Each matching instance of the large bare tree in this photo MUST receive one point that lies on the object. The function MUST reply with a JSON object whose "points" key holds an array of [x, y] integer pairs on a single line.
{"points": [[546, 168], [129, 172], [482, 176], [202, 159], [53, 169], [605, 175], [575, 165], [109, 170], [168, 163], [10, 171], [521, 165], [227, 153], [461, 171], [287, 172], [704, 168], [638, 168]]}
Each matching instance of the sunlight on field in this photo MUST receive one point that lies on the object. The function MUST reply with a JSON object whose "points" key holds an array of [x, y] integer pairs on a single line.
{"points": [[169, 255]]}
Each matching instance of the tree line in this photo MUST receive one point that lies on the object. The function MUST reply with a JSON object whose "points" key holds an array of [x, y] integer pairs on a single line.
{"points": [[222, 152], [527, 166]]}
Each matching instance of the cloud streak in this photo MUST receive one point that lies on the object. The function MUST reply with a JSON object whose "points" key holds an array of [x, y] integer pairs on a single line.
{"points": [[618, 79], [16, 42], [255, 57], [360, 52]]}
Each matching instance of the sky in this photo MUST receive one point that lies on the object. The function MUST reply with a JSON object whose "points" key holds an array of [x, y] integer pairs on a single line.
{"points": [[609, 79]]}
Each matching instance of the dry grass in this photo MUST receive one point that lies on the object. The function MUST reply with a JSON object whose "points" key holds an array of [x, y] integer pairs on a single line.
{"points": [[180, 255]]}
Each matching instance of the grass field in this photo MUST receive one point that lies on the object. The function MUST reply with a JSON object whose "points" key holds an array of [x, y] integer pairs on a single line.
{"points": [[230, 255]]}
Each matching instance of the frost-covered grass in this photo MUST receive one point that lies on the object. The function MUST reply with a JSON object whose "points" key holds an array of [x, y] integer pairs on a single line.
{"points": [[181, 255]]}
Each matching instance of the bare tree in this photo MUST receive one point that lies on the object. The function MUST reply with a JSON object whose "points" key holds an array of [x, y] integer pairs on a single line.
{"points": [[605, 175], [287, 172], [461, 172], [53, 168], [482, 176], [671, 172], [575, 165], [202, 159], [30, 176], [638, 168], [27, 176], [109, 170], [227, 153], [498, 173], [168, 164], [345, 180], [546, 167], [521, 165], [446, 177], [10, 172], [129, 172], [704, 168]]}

→ WORK TO DO
Copy the entries above word for word, starting at the line that contains "Each matching instance of the cloud" and ending at the last line of the entries.

→ THE ANSWER
Each matching instance of the cloud streak in this photo MUST receive one point that lies on the object. The function MUST reply with a JSON object whose "points" key holds an array of [x, y] integer pairs on a single line.
{"points": [[618, 79], [16, 42], [255, 57], [360, 52]]}
Each matching instance of the sky in this photo MUST receive one point that lies on the object. The function MUST reply with a JSON object whose "points" key holds an array of [x, y] integer pairs on a single line.
{"points": [[609, 79]]}
Each matching instance of the dry grass in this photo MUST receive one point that lies on the object. The function MUST reply with a JSON object whose "points" key holds an array of [x, y] integer pairs on a single line.
{"points": [[180, 255]]}
Each matching instance of the grass field in this photo MUST receive one point that lies on the object. The function MUST reply with a JSON object whose "points" key holds an array of [x, y] integer pairs on a single line.
{"points": [[230, 255]]}
Each matching instance of the frost-covered grass in this photo MUST receive one point that lies on the object. The function MUST reply with a JSON object whose "points" key holds an array of [x, y] integer pairs on a single line.
{"points": [[181, 255]]}
Each matching instance of the bare tree in this photo MUST receive one point that lies on the object. The function MUST reply with a JSON object whose "points" key holds an array of [x, y] integer pairs on a single line.
{"points": [[605, 175], [287, 172], [461, 172], [53, 168], [482, 176], [671, 172], [575, 165], [202, 159], [30, 176], [638, 168], [27, 176], [109, 170], [227, 153], [498, 173], [168, 164], [345, 180], [546, 167], [521, 165], [446, 177], [10, 172], [129, 172], [704, 168]]}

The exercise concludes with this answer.